*Seite*

Jeden Tag steht Jovan am Fenster und wartet auf seinen Vater. Nur wenn jemand vorbeikommt, der ihm aus der Ferne ähnlich sieht, hört er kurz auf zu weinen. Denn er weiß: Erst wenn sein Vater zurückkehrt, beginnt für die Familie die Zukunft – so ungewiss sie auch zurzeit sein mag. Viele wissen nicht, was sie daheim erwartet

Andjela Azim (5) sitzt auf dem Schoß ihrer Mutter. Das Haus der Familie befindet sich auch in Obrenovac. Ob es noch steht, wissen sie nicht.

Als der Ort evakuiert wurde, war das Wasser noch nicht ganz an ihrem Haus angekommen.

Wir treffen Jovanka Markovic (85), sie liegt auf einer Decke an einer Treppe. Sie ist Witwe, ihr ganzes Herz gehört ihrer Katze Rosa. Die pensionierte Lehrerin musste ihr Haustier aber zurück lassen, als sie von Hilfskräften aus ihrem Haus gerettet wurde.

Jovanka Markovic: „Oh Gott, Rosa hat jetzt nichts mehr zu Essen. Wer weiß, wo sie jetzt ist. Ob sie überhaupt noch am Leben ist.“

Solidarität aus der ganzen Welt

Das Leid der Menschen vom Balkan hat die ganze Welt gerührt. In der Kombank Arena lagern unzählige Kleiderspenden, damit die Familien, die ihr gesamtes Hab und Gut ans Wasser verloren haben, wenigstens ihre Kleidung wechseln können.

In der Redaktion der serbischen Zeitung „Blic“ arbeiten die Journalisten Tag und Nacht an der Berichterstattung über die Flut. Ein Dinar pro verkauftem Exemplar wird an die Flutopfer gespendet.

Wie teuer der Wiederaufbau der betroffenen Regionen werden wird, ist noch nicht abzusehen.

*Auszüge aus Daten*
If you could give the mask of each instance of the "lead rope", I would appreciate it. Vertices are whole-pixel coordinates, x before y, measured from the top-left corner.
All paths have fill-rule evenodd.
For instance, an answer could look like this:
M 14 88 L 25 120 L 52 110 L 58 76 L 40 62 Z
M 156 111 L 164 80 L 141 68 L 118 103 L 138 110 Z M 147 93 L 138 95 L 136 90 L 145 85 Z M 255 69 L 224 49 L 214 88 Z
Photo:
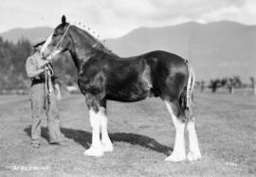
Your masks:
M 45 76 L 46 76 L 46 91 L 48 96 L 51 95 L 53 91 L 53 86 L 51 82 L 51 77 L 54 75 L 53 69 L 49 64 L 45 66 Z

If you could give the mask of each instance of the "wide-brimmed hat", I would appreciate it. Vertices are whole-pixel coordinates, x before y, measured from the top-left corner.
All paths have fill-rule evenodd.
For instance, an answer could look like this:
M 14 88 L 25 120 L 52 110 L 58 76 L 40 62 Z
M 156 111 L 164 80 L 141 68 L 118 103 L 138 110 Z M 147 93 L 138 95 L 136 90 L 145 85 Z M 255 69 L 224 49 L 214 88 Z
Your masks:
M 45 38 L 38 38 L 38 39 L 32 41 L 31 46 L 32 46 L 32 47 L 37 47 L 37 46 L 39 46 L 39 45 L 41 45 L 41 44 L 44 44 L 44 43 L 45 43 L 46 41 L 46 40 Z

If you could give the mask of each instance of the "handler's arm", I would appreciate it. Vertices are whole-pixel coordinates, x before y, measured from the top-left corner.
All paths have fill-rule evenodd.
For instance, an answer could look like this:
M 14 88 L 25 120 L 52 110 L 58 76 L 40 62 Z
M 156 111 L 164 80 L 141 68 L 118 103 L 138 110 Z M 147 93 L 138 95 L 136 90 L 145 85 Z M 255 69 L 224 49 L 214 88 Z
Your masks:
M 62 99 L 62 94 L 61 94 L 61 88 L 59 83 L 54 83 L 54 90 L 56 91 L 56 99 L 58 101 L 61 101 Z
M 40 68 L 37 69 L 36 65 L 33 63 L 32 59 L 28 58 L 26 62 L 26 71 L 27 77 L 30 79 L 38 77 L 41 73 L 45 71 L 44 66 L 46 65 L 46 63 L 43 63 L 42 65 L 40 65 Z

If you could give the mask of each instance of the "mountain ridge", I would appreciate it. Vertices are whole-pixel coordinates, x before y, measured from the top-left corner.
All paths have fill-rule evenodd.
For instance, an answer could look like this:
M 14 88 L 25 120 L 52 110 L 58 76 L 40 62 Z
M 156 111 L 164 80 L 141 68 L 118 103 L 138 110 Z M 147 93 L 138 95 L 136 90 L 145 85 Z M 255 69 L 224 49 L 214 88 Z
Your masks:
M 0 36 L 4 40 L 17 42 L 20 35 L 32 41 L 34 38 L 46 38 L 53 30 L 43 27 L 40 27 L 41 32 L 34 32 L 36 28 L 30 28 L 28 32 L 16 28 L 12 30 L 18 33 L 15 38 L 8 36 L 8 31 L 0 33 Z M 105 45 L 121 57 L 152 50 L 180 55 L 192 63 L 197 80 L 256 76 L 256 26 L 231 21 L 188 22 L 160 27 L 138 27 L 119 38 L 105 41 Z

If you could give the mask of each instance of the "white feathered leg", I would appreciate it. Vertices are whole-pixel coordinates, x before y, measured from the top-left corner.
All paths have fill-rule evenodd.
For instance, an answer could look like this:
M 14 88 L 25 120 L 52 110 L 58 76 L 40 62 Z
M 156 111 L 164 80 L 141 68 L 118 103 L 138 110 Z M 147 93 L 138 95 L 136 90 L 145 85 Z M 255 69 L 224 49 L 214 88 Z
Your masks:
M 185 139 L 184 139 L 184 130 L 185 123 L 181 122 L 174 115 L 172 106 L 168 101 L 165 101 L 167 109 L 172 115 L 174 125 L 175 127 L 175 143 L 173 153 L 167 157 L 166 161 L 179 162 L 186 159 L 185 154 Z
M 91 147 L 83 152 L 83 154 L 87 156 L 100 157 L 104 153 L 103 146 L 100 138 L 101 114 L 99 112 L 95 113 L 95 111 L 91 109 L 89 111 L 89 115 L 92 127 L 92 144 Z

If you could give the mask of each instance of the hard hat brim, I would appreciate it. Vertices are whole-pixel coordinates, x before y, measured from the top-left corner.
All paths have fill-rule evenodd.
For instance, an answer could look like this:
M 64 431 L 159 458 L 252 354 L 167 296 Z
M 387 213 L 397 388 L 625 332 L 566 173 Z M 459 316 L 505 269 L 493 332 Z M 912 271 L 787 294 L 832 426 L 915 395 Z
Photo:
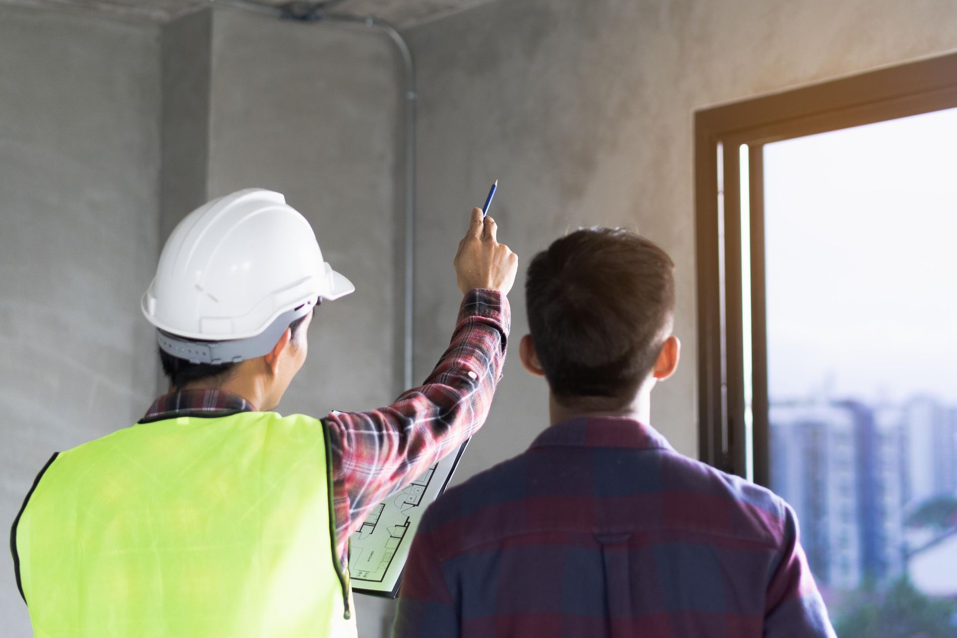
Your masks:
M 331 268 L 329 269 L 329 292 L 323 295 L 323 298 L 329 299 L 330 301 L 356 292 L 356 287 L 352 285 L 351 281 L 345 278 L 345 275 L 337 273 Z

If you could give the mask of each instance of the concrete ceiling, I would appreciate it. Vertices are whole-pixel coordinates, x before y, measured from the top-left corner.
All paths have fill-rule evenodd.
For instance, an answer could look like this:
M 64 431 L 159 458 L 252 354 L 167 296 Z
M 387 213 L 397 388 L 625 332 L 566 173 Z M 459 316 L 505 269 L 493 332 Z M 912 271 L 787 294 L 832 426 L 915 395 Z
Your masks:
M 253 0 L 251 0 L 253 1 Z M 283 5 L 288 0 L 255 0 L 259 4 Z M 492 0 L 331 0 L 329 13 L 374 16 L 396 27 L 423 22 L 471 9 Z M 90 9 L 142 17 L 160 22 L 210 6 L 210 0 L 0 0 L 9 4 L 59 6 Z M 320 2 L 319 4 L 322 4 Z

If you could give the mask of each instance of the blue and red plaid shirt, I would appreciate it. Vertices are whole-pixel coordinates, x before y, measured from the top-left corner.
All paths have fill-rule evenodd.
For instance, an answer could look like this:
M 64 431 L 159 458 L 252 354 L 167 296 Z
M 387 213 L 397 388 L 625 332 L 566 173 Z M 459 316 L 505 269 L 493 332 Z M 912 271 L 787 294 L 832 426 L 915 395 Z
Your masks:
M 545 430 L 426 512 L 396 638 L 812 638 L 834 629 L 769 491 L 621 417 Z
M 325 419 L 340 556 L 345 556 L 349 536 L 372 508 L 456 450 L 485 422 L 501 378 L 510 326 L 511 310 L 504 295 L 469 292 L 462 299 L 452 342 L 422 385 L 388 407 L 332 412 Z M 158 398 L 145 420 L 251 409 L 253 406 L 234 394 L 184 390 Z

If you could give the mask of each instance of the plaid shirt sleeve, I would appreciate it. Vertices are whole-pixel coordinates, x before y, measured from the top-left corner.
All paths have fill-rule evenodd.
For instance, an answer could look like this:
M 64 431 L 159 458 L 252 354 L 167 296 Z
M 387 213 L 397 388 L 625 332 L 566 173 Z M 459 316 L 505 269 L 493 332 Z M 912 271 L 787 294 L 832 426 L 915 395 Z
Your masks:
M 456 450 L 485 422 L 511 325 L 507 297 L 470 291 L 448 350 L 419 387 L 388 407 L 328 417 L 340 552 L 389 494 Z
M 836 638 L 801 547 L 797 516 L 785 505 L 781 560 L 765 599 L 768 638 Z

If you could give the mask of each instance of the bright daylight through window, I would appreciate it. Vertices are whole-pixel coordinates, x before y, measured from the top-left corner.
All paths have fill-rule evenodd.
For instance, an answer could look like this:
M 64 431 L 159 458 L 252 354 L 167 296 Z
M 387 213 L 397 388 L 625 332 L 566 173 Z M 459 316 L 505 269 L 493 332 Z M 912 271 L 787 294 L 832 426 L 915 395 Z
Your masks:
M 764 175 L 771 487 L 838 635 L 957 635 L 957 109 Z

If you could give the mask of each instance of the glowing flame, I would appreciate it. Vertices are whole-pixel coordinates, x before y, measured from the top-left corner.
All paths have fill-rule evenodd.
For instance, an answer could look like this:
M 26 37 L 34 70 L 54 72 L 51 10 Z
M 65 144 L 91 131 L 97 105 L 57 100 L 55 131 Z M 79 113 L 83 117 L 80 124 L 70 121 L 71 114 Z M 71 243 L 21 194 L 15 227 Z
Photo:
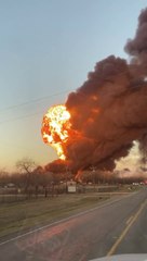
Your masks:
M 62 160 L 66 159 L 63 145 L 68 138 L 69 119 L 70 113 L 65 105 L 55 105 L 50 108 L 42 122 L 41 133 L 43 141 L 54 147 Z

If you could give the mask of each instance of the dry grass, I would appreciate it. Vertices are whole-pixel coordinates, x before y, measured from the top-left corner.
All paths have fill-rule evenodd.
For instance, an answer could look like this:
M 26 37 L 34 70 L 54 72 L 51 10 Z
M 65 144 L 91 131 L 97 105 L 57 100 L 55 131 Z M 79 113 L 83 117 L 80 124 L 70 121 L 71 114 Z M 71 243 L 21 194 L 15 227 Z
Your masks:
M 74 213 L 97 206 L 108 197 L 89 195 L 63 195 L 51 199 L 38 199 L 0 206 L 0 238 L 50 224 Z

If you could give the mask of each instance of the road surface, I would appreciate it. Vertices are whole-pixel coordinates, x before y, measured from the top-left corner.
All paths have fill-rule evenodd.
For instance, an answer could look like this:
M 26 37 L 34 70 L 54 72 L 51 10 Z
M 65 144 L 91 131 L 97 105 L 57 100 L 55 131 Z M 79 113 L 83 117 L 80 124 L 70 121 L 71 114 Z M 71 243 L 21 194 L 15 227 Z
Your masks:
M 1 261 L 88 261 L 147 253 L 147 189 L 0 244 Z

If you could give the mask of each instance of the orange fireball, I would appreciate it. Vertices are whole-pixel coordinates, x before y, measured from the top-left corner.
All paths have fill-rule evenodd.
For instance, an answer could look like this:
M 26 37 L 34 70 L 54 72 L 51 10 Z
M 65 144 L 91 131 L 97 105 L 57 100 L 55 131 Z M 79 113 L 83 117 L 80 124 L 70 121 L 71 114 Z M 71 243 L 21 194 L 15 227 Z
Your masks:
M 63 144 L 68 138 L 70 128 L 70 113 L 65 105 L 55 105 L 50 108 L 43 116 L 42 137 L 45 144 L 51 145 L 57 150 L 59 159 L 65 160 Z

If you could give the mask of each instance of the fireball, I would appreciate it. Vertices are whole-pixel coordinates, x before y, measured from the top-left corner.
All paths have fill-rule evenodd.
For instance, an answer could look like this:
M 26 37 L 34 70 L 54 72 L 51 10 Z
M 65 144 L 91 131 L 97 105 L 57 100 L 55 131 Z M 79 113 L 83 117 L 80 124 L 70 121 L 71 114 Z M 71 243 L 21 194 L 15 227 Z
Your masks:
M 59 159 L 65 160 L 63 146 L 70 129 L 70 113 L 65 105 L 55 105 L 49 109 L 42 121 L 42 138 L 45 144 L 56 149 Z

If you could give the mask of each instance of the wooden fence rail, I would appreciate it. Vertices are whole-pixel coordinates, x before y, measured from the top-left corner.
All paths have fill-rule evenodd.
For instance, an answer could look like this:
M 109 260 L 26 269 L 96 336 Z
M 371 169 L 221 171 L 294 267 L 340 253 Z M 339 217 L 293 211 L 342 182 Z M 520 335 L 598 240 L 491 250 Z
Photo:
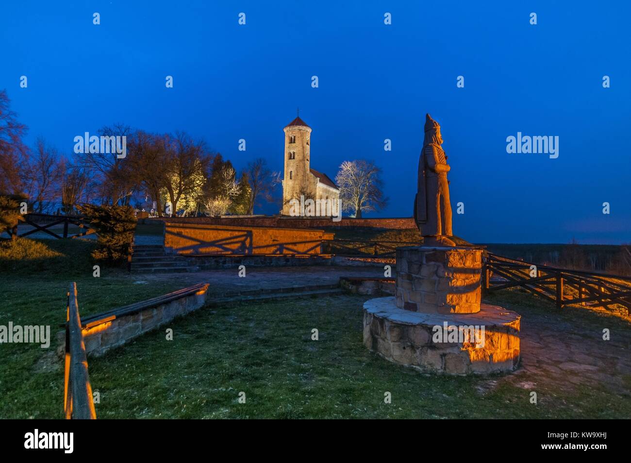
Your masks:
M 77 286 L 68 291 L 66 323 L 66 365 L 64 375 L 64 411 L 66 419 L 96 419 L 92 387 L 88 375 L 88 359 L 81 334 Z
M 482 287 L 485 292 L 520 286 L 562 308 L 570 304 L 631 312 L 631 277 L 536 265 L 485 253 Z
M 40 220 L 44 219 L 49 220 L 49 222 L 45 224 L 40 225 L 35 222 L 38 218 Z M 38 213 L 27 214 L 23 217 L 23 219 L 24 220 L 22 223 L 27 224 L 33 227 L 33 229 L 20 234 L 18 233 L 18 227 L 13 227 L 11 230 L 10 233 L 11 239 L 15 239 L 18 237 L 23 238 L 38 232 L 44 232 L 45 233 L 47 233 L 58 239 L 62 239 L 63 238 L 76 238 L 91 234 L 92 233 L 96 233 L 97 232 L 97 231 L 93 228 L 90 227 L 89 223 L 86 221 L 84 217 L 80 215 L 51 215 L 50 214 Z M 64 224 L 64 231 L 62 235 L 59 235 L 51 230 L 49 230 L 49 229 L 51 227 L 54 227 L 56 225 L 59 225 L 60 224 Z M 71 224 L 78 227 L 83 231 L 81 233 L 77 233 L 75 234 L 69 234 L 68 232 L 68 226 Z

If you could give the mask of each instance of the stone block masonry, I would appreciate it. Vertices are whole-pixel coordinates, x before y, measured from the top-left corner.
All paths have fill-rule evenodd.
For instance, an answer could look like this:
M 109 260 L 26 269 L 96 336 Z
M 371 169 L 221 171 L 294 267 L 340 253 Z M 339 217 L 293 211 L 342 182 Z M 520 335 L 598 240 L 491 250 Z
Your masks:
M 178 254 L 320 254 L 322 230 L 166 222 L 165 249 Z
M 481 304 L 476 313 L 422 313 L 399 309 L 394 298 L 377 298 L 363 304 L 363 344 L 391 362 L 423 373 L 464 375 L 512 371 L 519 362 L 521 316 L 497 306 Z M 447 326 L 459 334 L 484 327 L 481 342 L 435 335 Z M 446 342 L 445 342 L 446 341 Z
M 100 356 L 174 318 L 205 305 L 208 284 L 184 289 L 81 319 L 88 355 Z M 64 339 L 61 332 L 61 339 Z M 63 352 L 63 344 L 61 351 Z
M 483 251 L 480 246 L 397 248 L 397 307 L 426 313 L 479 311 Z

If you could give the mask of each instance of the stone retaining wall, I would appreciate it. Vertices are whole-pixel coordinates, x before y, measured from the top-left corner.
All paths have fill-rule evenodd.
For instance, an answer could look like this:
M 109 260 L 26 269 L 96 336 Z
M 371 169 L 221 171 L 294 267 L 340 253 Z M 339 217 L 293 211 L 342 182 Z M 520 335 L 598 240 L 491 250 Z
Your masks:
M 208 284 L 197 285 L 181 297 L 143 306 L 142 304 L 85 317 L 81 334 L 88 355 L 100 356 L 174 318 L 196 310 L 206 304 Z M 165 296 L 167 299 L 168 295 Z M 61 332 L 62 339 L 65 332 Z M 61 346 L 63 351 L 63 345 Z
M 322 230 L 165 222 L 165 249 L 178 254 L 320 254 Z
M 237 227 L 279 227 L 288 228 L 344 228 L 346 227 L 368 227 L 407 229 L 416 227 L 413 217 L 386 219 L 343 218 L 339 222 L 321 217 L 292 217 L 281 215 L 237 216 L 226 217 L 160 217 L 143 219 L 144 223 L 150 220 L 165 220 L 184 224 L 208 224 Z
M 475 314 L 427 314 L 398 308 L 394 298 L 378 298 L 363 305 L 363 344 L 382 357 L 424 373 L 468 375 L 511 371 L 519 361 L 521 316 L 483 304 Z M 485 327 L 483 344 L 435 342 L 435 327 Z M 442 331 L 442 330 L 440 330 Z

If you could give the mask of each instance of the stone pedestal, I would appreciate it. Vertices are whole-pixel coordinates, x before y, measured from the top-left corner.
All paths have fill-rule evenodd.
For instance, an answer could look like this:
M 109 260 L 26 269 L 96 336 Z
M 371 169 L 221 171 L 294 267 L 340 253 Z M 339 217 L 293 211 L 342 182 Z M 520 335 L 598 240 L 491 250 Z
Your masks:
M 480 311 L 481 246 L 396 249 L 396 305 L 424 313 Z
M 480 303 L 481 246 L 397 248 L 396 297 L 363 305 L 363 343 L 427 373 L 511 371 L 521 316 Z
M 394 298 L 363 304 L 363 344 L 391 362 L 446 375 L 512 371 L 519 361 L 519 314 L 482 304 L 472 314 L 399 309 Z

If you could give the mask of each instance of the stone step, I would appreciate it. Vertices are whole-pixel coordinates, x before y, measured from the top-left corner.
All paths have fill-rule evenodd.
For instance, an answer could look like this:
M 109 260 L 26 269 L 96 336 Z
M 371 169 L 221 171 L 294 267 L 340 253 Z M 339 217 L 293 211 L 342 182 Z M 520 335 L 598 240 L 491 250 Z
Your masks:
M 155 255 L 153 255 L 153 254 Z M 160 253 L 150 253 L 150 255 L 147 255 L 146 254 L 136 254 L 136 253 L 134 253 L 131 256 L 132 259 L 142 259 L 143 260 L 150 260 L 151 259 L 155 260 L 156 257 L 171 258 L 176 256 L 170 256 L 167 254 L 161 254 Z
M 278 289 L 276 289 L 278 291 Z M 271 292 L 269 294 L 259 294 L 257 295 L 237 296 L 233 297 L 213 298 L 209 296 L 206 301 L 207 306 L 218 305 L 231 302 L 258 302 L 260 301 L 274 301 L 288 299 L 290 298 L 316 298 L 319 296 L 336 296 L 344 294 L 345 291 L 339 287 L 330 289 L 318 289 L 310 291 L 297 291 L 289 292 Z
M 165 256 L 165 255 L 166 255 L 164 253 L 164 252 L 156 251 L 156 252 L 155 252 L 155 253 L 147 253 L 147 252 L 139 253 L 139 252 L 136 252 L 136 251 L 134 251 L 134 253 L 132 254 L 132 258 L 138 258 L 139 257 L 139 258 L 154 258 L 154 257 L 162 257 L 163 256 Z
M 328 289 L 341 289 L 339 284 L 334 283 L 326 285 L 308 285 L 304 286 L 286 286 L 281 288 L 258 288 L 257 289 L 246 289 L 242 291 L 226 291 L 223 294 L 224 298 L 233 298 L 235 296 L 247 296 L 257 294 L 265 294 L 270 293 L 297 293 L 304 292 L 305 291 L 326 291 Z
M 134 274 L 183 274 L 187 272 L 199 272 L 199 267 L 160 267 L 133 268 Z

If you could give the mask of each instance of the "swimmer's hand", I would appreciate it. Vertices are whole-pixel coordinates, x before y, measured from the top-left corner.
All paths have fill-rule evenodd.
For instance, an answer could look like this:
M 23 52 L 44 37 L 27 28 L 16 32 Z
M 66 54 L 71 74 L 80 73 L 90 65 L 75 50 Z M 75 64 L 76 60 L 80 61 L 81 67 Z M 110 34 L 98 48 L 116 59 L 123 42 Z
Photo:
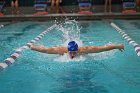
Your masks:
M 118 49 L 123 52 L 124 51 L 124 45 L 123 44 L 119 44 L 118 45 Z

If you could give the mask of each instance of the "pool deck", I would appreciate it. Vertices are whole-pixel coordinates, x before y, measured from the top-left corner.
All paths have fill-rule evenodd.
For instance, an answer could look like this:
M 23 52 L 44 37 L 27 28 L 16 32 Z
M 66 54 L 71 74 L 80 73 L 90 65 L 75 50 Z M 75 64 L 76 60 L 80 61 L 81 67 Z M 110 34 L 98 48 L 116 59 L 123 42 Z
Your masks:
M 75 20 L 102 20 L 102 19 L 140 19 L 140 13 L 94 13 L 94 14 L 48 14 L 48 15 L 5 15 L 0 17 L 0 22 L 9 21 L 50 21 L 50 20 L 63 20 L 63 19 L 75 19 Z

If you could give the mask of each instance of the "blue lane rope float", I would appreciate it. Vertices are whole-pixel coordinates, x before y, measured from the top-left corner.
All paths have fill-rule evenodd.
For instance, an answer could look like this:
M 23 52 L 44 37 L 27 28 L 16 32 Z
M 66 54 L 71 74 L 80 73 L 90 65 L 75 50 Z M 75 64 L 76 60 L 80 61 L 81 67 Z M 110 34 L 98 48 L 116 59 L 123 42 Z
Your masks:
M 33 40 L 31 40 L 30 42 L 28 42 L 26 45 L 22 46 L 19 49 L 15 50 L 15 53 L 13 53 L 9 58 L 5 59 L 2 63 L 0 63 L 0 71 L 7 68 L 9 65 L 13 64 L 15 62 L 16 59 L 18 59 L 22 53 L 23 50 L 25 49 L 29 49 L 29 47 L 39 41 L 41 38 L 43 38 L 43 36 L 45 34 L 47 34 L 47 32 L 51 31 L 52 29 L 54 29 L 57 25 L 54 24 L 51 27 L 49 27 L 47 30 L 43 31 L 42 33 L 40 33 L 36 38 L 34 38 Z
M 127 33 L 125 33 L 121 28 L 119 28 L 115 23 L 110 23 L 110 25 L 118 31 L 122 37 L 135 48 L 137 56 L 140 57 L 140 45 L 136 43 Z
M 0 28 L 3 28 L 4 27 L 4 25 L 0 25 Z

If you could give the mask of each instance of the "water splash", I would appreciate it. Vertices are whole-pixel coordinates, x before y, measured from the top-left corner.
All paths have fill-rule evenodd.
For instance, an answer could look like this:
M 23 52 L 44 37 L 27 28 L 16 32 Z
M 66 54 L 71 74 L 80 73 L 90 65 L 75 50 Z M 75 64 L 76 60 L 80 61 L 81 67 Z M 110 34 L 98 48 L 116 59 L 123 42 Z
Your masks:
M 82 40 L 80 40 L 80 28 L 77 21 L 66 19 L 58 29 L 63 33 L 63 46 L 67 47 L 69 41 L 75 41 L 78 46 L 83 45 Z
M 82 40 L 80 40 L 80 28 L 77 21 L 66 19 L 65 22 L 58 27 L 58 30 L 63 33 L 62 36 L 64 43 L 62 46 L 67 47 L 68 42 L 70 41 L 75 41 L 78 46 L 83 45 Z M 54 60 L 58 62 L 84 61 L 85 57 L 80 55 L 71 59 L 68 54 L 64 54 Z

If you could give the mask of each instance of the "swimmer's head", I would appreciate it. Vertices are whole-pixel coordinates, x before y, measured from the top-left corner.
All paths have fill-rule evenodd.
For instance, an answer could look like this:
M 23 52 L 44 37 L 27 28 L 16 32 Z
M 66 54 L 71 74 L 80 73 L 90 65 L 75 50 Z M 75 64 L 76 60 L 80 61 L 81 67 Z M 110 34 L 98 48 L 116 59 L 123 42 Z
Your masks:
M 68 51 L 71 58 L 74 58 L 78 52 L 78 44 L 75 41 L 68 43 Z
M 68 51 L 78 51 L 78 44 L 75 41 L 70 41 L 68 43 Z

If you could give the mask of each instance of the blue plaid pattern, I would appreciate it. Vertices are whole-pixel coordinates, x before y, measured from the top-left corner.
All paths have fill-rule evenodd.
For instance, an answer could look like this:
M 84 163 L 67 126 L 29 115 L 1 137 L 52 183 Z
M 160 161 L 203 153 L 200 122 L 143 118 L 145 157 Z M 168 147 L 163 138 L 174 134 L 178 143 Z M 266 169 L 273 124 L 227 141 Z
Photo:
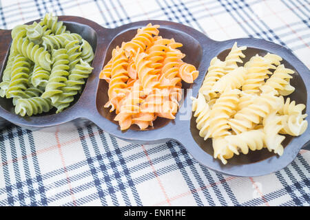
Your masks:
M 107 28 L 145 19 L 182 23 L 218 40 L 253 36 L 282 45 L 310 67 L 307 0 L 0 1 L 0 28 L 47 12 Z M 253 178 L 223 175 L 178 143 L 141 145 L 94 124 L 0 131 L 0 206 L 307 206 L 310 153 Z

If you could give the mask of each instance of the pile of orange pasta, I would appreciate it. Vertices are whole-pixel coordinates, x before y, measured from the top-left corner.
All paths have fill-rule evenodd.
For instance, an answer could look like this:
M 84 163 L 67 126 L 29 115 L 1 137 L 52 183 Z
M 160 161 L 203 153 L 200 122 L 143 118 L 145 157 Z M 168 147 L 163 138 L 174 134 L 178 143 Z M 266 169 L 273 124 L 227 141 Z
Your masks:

*Zu erledigen*
• 1. Fasse den Text über die Flut auf dem Balkan in zwei Sätzen zusammen.
• 2. Gib jede Zeile der Datensätze wieder, in der das Wort „orange“ vorkommt.

*Lösungen nach Aufgaben*
• 1. Der Text schildert Betroffene der Flut: Jovan wartet täglich am Fenster auf seinen Vater, die Familie von Andjela Azim weiß nicht, ob ihr Haus in Obrenovac noch steht, und Jovanka Markovic musste bei ihrer Rettung ihre Katze Rosa zurücklassen. Aus der ganzen Welt kommt Solidarität, etwa Kleiderspenden in der Kombank Arena und ein Dinar pro verkauftem Exemplar der Zeitung „Blic“, doch die Kosten des Wiederaufbaus sind noch nicht abzusehen.

• 2.
If you could give the mask of each instance of the orange fireball, I would appreciate it. Vertices are whole-pixel coordinates, x before y, measured from the top-left corner.
If you could give the mask of each instance of the pile of orange pasta, I would appreciate it. Vertices are whole-pixel coordinates, x before y, measured from the top-left corner.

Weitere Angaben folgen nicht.